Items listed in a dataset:
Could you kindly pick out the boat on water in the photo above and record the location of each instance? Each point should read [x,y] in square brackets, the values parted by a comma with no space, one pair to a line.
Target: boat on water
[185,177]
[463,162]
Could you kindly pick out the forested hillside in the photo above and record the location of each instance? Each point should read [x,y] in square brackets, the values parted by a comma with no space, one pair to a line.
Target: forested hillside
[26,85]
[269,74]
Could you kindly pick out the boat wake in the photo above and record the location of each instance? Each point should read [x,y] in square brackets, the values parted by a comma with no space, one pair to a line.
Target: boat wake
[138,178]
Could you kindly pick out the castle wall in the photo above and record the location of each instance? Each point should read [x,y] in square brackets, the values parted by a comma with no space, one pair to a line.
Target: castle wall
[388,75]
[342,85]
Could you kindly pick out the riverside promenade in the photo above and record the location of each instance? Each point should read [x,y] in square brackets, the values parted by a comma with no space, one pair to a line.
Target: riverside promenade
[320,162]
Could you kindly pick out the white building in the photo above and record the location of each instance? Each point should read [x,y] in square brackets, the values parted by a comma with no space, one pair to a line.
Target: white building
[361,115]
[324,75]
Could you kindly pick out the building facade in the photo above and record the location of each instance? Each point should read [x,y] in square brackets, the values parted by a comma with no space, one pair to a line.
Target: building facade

• _Directions_
Each of the records above is to be copied exactly.

• _Task answer_
Could you kindly pick out the boat on water in the photo above and record the location of each instance? Each point should read [x,y] in square brackets, the values parted by a comma with no space, one pair to a line.
Target: boat on water
[185,177]
[463,162]
Could you kindly pick out the forested hillside in the photo above and record the location of each instance? Each point should read [x,y] in square brackets, the values parted by a comma with no space, one pair to a line.
Target: forested hillside
[26,85]
[269,74]
Could you kindly pick out the boat wake in the photo above and record the location of each instance? Each point should read [x,y] in square brackets, the values parted by a comma with no space, one pair to a line.
Target: boat wake
[138,178]
Could you kindly pick out the castle wall in the photo above and record the location of each instance? Each point should read [x,y] in square brackets, the values parted by a comma with no space, one pair to a line.
Target: castle wall
[388,75]
[342,85]
Could you kindly pick out the riverside promenade in the photo above and record the location of each instance? Each point should read [x,y] in square brackets, the values parted by a comma with no space, one pair to a line.
Target: riverside promenade
[320,162]
Could you kindly pick out the white building in the photo above and record the location of each instance? Each point should read [x,y] in square brackets, the values parted by a comma with no space, one pair to a line.
Target: white building
[361,115]
[324,75]
Could you kindly pick out the building facade in the photo above and record the location of each instance? Each point should read [x,y] in square brackets, the values parted by a comma with no space, one pair to a line.
Target: building facade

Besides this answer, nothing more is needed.